Assigned task:
Each entry must be duplicated precisely, with nothing left out.

Data listing:
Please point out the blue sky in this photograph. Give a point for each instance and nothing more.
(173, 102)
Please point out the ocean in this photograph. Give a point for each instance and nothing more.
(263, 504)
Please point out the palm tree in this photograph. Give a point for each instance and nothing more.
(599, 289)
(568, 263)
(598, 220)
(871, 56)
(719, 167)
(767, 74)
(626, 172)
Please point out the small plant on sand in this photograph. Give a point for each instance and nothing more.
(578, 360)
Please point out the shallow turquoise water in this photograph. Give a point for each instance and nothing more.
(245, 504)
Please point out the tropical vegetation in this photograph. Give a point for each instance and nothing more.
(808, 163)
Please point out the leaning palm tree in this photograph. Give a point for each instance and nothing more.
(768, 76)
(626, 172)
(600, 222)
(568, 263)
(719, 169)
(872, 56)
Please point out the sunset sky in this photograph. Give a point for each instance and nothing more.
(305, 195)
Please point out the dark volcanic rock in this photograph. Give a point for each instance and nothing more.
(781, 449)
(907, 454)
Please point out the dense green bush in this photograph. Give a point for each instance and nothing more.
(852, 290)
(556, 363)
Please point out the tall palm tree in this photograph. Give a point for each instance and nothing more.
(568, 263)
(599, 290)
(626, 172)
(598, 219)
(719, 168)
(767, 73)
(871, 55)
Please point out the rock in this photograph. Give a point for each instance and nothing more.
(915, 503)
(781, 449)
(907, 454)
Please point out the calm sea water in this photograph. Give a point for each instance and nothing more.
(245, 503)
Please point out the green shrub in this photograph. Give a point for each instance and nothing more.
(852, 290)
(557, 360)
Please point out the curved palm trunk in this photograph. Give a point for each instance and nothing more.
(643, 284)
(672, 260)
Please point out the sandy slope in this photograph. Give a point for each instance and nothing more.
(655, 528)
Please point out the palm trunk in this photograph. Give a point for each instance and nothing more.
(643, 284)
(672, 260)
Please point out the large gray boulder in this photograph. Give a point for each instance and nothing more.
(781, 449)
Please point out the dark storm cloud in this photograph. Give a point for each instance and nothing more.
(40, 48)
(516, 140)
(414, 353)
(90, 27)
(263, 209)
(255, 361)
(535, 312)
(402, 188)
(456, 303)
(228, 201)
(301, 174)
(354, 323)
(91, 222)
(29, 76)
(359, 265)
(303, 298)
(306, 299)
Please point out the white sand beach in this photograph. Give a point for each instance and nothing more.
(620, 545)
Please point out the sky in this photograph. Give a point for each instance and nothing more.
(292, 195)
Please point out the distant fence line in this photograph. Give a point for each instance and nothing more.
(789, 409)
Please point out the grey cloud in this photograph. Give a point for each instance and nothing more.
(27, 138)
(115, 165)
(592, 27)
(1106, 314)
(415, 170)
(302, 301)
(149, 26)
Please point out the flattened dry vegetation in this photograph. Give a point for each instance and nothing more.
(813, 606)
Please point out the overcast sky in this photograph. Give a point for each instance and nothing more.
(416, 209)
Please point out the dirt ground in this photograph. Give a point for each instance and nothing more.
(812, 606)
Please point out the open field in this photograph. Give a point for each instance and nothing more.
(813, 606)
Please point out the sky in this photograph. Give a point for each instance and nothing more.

Task output:
Please point out the blue sky in this photograph. Give a point for each instance and nothing more.
(173, 102)
Please point out the ocean in this photograph. Give a point for each instance and nothing more.
(263, 504)
Please point out the palm tree in this photograph. Give a point for each instance and nothing more.
(599, 289)
(568, 263)
(598, 220)
(871, 56)
(719, 167)
(767, 74)
(626, 172)
Please point out the small plant on sand in this photograph. Give a point for each instance and nothing more.
(578, 360)
Please point out the shallow turquoise water in this photograph. Give a point for each instance and nothing more.
(245, 504)
Please point out the tropical vegetation in this photograph. Give a point for each instance and nothing more.
(808, 163)
Please point out the leaning palm tree in this photograph. Give a point for each instance and nothing more.
(768, 76)
(626, 172)
(600, 222)
(568, 263)
(719, 169)
(872, 56)
Please point out the sunset sky in this photograph. Give a point for each instance and nothing more.
(305, 195)
Please point out the dark volcanic rock in this photograph. Give a point for each instance and nothing more.
(781, 449)
(907, 454)
Please point out the dense green bush in this photograph. Give a point for each instance and nothing more.
(852, 290)
(556, 363)
Please point out the tall palm tree in this photograph. Give a point for each instance and nothing more.
(568, 263)
(599, 290)
(626, 172)
(598, 219)
(719, 168)
(767, 73)
(871, 55)
Please point out the rock in this photograph. Give a point for each instance and nothing more.
(915, 503)
(781, 449)
(907, 454)
Please point out the calm sea water in this photograph. Give a point for each instance and nothing more.
(245, 503)
Please point out the green shrub in this photograph. Give a point for each instance and nothing more.
(852, 290)
(557, 360)
Please point out the curved palm trunk in this photograph. Give a point for each instance and nothing more.
(643, 284)
(672, 260)
Please point out the sandy slope in this photograph. Give a point for each instance and nothing more.
(655, 528)
Please point out the palm trunk in this photograph. Give a point for each instance and nothing more.
(643, 284)
(672, 260)
Please point out the large gray boulder in this photograph. Give a point for each instance and nothing more.
(781, 449)
Please point out the dark storm cloud in this photograph. Give a point for each instance and nothing more.
(40, 48)
(516, 140)
(414, 353)
(90, 27)
(263, 209)
(255, 361)
(535, 312)
(402, 188)
(456, 303)
(228, 201)
(301, 174)
(354, 323)
(91, 222)
(29, 76)
(359, 265)
(303, 298)
(306, 299)
Please point out the white sand beach in this photograph. Give a point for each instance and nothing more.
(620, 545)
Please point out the sky in this photograph. Give a point for each instance and nothing more.
(292, 195)
Please point out the distant fence line in this photograph. Give a point for each instance and nothing more.
(789, 409)
Please point out the grey cloud in this photograph. Give a point for each instance and nothing more.
(27, 138)
(115, 165)
(592, 27)
(1106, 314)
(415, 170)
(302, 301)
(149, 26)
Please point out the flattened dry vegetation in this photograph. Give a point for each instance and nothing more.
(813, 606)
Please point out the overcast sky in this photograph. Give a point for each instance and nothing more.
(416, 209)
Please point out the dirt ground in this photograph. Give a point for each instance and nothing more.
(812, 606)
Please point out the open field in this photograph. Give a point for each instance and nothing more.
(813, 606)
Please point out the sky in this photograph. Give a point for each instance and nothing more.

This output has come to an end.